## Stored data
________________________________________
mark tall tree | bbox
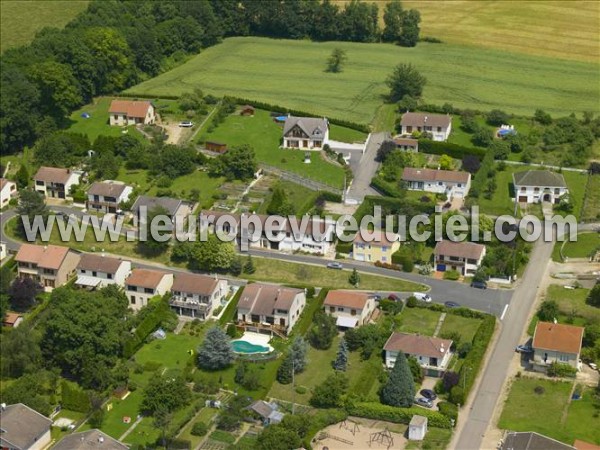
[386,63,427,102]
[198,326,234,370]
[381,352,416,408]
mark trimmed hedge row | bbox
[228,97,371,133]
[346,402,452,428]
[419,139,487,159]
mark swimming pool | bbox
[231,339,273,355]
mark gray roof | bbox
[283,116,329,139]
[502,432,575,450]
[52,430,129,450]
[513,170,567,187]
[131,195,183,216]
[0,403,52,450]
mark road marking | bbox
[500,305,508,320]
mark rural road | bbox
[346,132,390,203]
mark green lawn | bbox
[498,378,600,444]
[128,36,599,124]
[242,258,426,292]
[198,110,344,188]
[0,0,89,51]
[396,308,440,336]
[440,314,482,342]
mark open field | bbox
[128,37,599,123]
[498,378,600,444]
[0,0,89,51]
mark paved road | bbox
[347,132,390,202]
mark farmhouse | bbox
[125,269,173,311]
[323,290,375,329]
[238,283,306,334]
[15,244,79,292]
[400,112,452,141]
[531,322,583,372]
[402,167,471,199]
[383,333,452,377]
[352,231,400,263]
[513,170,569,203]
[108,100,156,126]
[0,178,17,208]
[169,273,228,320]
[434,241,485,276]
[283,116,329,150]
[75,253,131,289]
[33,167,82,199]
[0,403,52,450]
[86,180,133,213]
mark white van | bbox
[413,292,431,303]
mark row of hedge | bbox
[346,402,452,428]
[228,96,371,133]
[419,139,487,163]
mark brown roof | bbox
[435,241,485,259]
[323,290,369,309]
[0,403,52,449]
[77,253,123,273]
[354,230,400,246]
[400,112,452,128]
[531,322,583,354]
[125,269,168,289]
[108,100,152,119]
[238,283,304,316]
[33,167,72,184]
[88,181,127,197]
[15,244,69,269]
[172,273,219,295]
[402,167,471,183]
[383,333,452,358]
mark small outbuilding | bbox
[408,414,427,441]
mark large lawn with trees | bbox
[127,37,599,124]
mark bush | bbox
[192,422,208,436]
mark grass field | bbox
[128,37,599,123]
[0,0,89,51]
[243,258,426,292]
[498,378,600,444]
[198,110,344,188]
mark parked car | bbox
[515,345,533,353]
[444,302,460,308]
[471,281,487,289]
[420,389,437,401]
[413,292,431,303]
[415,397,433,408]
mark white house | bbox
[400,112,452,141]
[402,167,471,199]
[237,283,306,334]
[75,253,131,289]
[125,269,173,311]
[383,333,452,377]
[283,116,329,150]
[531,322,584,372]
[0,178,17,208]
[108,100,156,126]
[434,240,485,276]
[86,180,133,213]
[0,403,52,450]
[513,170,569,203]
[33,167,83,199]
[323,290,375,328]
[169,273,229,320]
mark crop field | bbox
[128,37,600,123]
[0,0,89,51]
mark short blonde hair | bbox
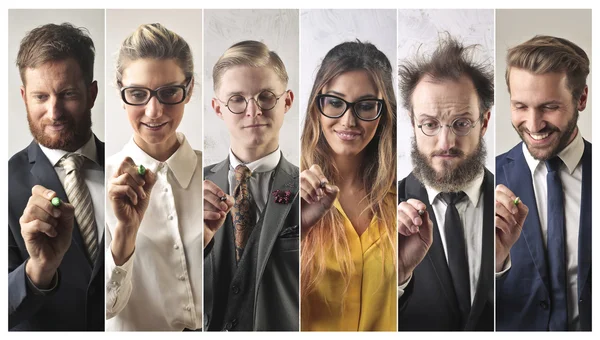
[117,24,194,84]
[213,40,289,91]
[505,35,590,100]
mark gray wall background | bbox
[496,9,594,155]
[8,9,105,158]
[398,9,497,180]
[203,9,300,165]
[300,9,398,132]
[105,9,202,157]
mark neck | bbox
[231,141,279,163]
[133,134,179,162]
[333,152,364,187]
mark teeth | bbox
[529,132,550,140]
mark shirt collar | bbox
[123,132,198,189]
[523,129,585,175]
[425,171,485,207]
[229,146,281,172]
[38,134,99,166]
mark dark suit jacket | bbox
[398,169,494,331]
[204,155,300,331]
[8,138,105,331]
[496,141,592,331]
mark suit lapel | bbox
[406,173,458,310]
[503,143,549,291]
[577,141,592,297]
[27,141,86,256]
[465,169,495,330]
[255,155,298,298]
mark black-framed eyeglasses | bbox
[121,77,194,106]
[317,94,384,122]
[217,90,289,115]
[417,115,483,137]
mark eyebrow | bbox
[324,90,378,101]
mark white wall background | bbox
[398,9,496,179]
[300,9,398,132]
[8,9,104,158]
[496,9,594,155]
[203,9,300,165]
[105,9,202,157]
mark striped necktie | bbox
[59,153,98,264]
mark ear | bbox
[481,110,491,137]
[211,98,223,119]
[88,80,98,110]
[284,90,294,113]
[577,85,588,111]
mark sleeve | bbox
[104,226,135,320]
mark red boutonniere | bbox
[271,190,292,204]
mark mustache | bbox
[430,147,465,157]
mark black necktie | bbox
[440,191,471,328]
[546,157,568,331]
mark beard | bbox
[27,110,92,152]
[410,136,487,192]
[513,109,579,161]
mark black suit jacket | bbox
[8,138,105,331]
[398,169,495,331]
[496,140,592,331]
[204,155,300,331]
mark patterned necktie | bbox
[59,153,98,263]
[440,191,471,328]
[231,164,256,262]
[546,157,568,331]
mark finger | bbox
[27,195,61,217]
[204,189,229,211]
[496,191,519,214]
[31,184,56,200]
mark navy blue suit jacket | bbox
[8,138,105,331]
[496,141,592,331]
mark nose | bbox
[437,125,456,151]
[246,98,262,117]
[144,97,164,119]
[524,108,546,133]
[340,107,357,127]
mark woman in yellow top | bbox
[300,41,397,331]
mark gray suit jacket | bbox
[204,155,300,331]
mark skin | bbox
[398,76,490,283]
[300,70,381,235]
[204,65,294,247]
[19,58,98,289]
[107,59,193,266]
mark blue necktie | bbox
[546,156,568,331]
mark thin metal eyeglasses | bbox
[317,94,385,122]
[121,77,194,106]
[217,90,289,115]
[417,115,483,137]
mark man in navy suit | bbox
[496,36,592,330]
[8,23,104,331]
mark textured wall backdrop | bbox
[496,9,594,155]
[105,9,203,157]
[398,9,496,179]
[203,9,300,166]
[7,9,105,158]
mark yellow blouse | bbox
[301,199,398,331]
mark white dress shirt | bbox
[524,131,585,329]
[39,134,104,244]
[398,172,484,303]
[105,133,204,331]
[228,147,281,221]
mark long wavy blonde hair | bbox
[300,40,397,301]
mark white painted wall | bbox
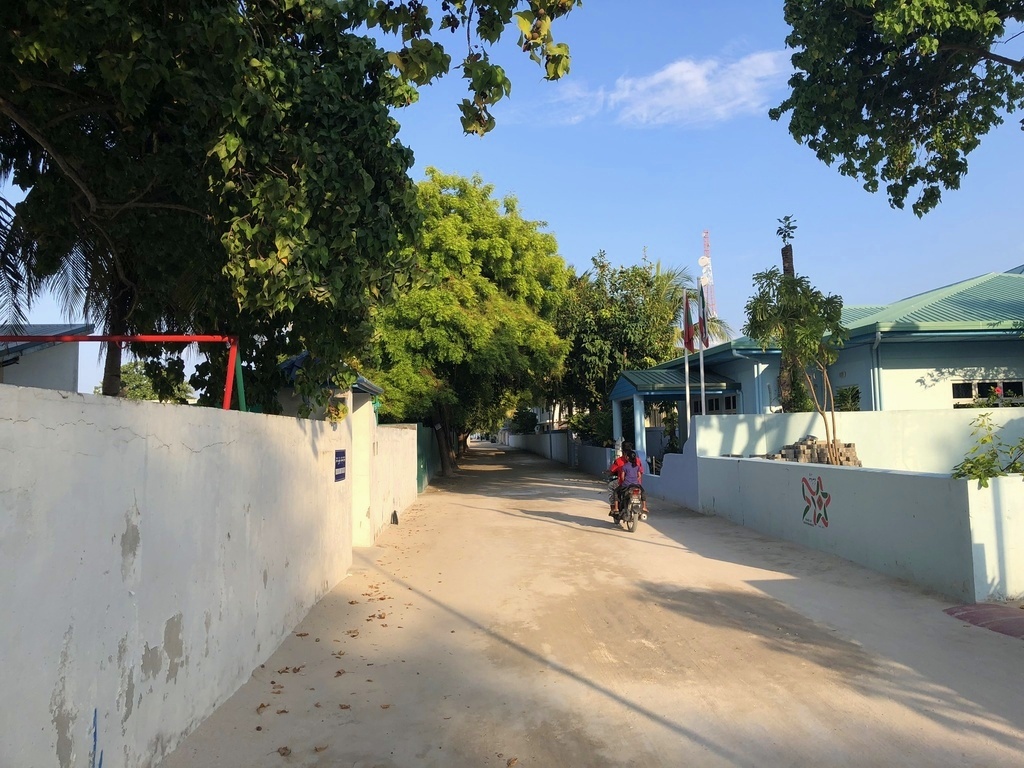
[0,344,79,392]
[0,386,416,768]
[968,475,1024,600]
[368,424,419,546]
[506,429,569,464]
[699,458,975,601]
[880,339,1024,411]
[699,458,1024,602]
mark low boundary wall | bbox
[699,458,1024,602]
[0,386,416,768]
[507,409,1024,602]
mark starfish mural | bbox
[802,477,831,528]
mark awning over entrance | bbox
[611,366,740,400]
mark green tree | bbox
[770,0,1024,216]
[0,0,579,396]
[743,267,848,464]
[775,216,814,413]
[365,168,570,471]
[92,360,193,402]
[551,251,728,412]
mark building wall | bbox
[828,345,880,411]
[0,344,79,392]
[880,339,1024,411]
[695,408,1024,474]
[0,386,416,768]
[712,355,778,414]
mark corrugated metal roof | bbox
[623,366,736,392]
[844,272,1024,335]
[0,323,93,359]
[843,304,886,328]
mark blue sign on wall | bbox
[334,451,345,482]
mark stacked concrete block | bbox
[765,434,861,467]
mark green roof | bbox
[843,272,1024,336]
[622,365,736,392]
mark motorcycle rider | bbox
[608,441,647,517]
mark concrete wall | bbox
[368,424,419,546]
[350,392,380,547]
[699,458,1024,602]
[879,338,1024,411]
[0,344,79,392]
[580,445,615,477]
[699,458,975,601]
[964,475,1024,600]
[0,386,416,768]
[694,408,1024,474]
[506,429,573,465]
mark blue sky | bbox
[9,0,1024,391]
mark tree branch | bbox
[0,96,98,212]
[939,43,1024,72]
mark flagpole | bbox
[677,291,693,440]
[680,345,690,440]
[698,340,708,416]
[697,283,709,416]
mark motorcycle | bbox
[608,479,647,534]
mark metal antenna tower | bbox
[697,229,718,317]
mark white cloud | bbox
[557,51,791,126]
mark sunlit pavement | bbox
[163,443,1024,768]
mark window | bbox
[952,381,1024,408]
[953,381,974,400]
[978,381,999,397]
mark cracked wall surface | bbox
[0,385,416,768]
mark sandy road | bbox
[162,444,1024,768]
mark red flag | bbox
[683,294,697,352]
[697,285,711,349]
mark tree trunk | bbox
[782,243,797,278]
[778,354,797,414]
[433,409,455,477]
[100,285,131,397]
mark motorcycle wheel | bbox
[626,509,640,534]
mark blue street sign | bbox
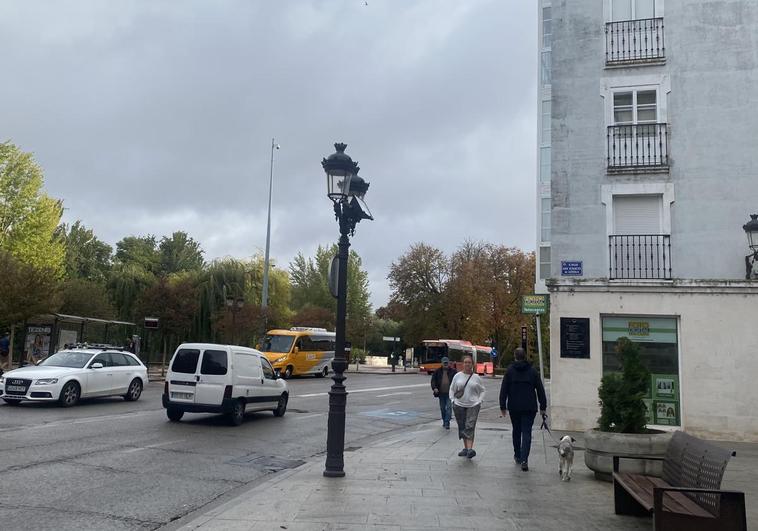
[561,260,584,277]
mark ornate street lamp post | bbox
[742,214,758,280]
[321,143,374,477]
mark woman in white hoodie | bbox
[450,356,484,459]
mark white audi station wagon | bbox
[163,343,289,426]
[0,348,148,407]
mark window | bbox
[263,336,293,353]
[611,0,655,21]
[124,354,142,367]
[540,197,551,242]
[313,337,334,352]
[540,247,550,279]
[200,350,227,376]
[542,7,553,48]
[89,354,111,367]
[613,89,658,125]
[540,146,552,183]
[261,358,276,380]
[109,352,129,367]
[298,336,318,352]
[171,348,200,374]
[613,195,663,234]
[540,50,553,87]
[540,100,552,144]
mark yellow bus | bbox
[259,326,335,379]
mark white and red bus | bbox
[416,339,477,374]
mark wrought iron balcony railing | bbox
[608,234,671,280]
[605,18,666,66]
[608,124,669,171]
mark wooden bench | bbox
[613,431,747,531]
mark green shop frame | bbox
[602,315,681,426]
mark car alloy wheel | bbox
[59,382,80,407]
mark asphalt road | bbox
[0,374,510,530]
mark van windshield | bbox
[262,336,295,353]
[171,348,200,374]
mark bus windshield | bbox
[261,336,295,353]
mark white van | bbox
[163,343,289,426]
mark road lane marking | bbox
[0,409,162,432]
[292,413,326,420]
[121,439,184,454]
[291,383,429,398]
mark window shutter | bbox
[613,195,663,234]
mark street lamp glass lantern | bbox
[321,143,360,203]
[742,214,758,252]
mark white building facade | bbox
[536,0,758,441]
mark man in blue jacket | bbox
[500,348,547,471]
[432,358,455,430]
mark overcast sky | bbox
[0,0,537,308]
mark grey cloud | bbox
[0,0,536,306]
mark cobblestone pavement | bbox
[174,420,652,531]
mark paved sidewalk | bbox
[172,416,758,531]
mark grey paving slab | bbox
[180,422,758,531]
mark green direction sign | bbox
[521,295,549,315]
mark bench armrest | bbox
[653,487,747,516]
[613,455,664,472]
[653,486,745,497]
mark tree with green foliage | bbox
[598,337,650,433]
[107,261,157,321]
[196,255,291,345]
[387,243,450,345]
[158,231,205,275]
[59,220,113,282]
[0,142,65,279]
[115,235,161,275]
[289,245,371,345]
[59,278,116,319]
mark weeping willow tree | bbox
[194,255,290,345]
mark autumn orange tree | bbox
[388,241,547,365]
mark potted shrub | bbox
[584,337,671,481]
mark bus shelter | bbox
[14,313,137,363]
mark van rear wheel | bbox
[274,394,287,417]
[227,400,245,426]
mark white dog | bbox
[558,435,576,481]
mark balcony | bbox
[608,124,669,173]
[608,234,671,280]
[605,18,666,66]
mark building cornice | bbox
[545,278,758,295]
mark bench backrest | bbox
[663,431,732,515]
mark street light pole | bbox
[321,143,373,478]
[261,138,279,311]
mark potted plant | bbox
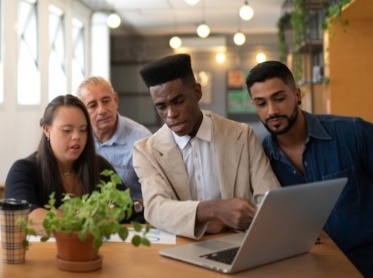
[20,170,150,272]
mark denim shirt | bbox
[263,111,373,252]
[94,114,152,200]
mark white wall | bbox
[0,0,109,184]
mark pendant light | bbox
[240,0,254,20]
[106,12,121,29]
[197,1,210,38]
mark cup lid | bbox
[0,198,31,210]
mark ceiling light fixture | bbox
________________________________________
## What to produce
Rewrite the data from its start through the line containing "[415,397,433,408]", changing "white van" to "white truck" and keeping everything else the same. Omit the pictures.

## The output
mark tall tree | bbox
[386,63,427,102]
[198,326,234,370]
[381,352,416,408]
mark trimmed hedge row | bbox
[228,97,371,133]
[346,402,452,428]
[419,139,487,159]
mark swimming pool | bbox
[231,339,273,355]
mark gray roof | bbox
[283,116,329,139]
[502,432,575,450]
[52,430,129,450]
[513,170,567,187]
[131,195,183,216]
[0,403,52,450]
mark road marking | bbox
[500,305,508,320]
mark rural road | bbox
[346,132,390,203]
mark green lawn | bbox
[498,378,600,444]
[128,36,599,124]
[242,258,426,292]
[198,110,344,188]
[0,0,89,51]
[396,308,440,336]
[440,314,482,342]
mark open field | bbox
[128,37,599,123]
[498,378,600,444]
[0,0,89,51]
mark paved road | bbox
[347,132,390,202]
mark farmhouse | bbox
[125,269,173,311]
[323,290,375,329]
[238,283,306,334]
[15,244,79,292]
[400,112,452,141]
[531,322,583,372]
[402,167,471,199]
[383,333,452,377]
[352,231,400,263]
[513,170,569,203]
[108,100,156,126]
[0,178,17,208]
[169,273,228,320]
[434,241,485,276]
[283,116,329,150]
[75,253,131,289]
[33,167,82,199]
[0,403,52,450]
[86,180,133,213]
mark white truck | bbox
[413,292,431,303]
mark row of hedge | bbox
[346,402,452,428]
[228,96,371,133]
[419,139,487,163]
mark brown roof | bbox
[435,241,485,259]
[323,290,369,309]
[0,403,52,449]
[77,253,123,273]
[354,230,400,246]
[400,112,452,128]
[531,322,583,354]
[125,269,168,289]
[108,100,152,119]
[238,283,304,316]
[33,167,72,184]
[88,181,127,197]
[15,244,69,269]
[172,273,219,295]
[402,167,471,183]
[383,333,452,358]
mark small outbuilding | bbox
[408,414,427,441]
mark large lawn with trees | bbox
[127,37,599,124]
mark bush | bbox
[192,422,208,436]
mark grass field | bbox
[128,37,599,123]
[0,0,89,51]
[243,258,426,292]
[498,378,600,444]
[198,110,344,188]
mark parked car | bbox
[515,345,533,353]
[444,302,460,308]
[471,281,487,289]
[420,389,437,401]
[413,292,431,303]
[415,397,433,408]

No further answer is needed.